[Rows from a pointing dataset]

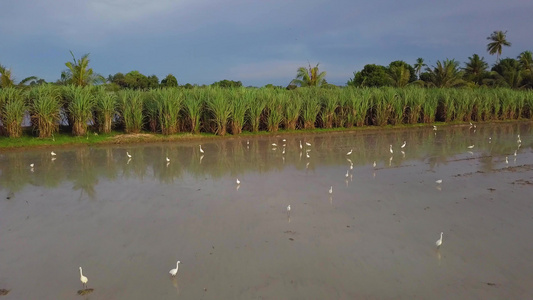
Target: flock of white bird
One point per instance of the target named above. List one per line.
(174, 272)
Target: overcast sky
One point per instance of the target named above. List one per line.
(254, 41)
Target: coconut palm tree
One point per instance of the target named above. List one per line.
(419, 65)
(475, 69)
(7, 80)
(498, 40)
(79, 73)
(445, 74)
(309, 77)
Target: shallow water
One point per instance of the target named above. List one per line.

[Problem requirements]: Convert every line of the material above into a Markdown table with the columns "Row" and "Line," numbering the rows in order and leaving out blank lines. Omit the pictures.

[Final answer]:
| Row | Line |
|---|---|
| 1 | Target: flock of white bird |
| 2 | One point per instance of the target named above. List one per line. |
| 3 | (174, 272) |
| 4 | Target: overcast sky |
| 5 | One point per instance of the target named above. List one per line. |
| 6 | (254, 41) |
| 7 | Target: coconut palm tree |
| 8 | One point per instance of the target named above. List one per line. |
| 9 | (419, 65) |
| 10 | (475, 69) |
| 11 | (7, 80) |
| 12 | (498, 40) |
| 13 | (79, 73) |
| 14 | (445, 74) |
| 15 | (309, 77) |
| 16 | Target: shallow water |
| 17 | One point per instance of the target named above. List one per line. |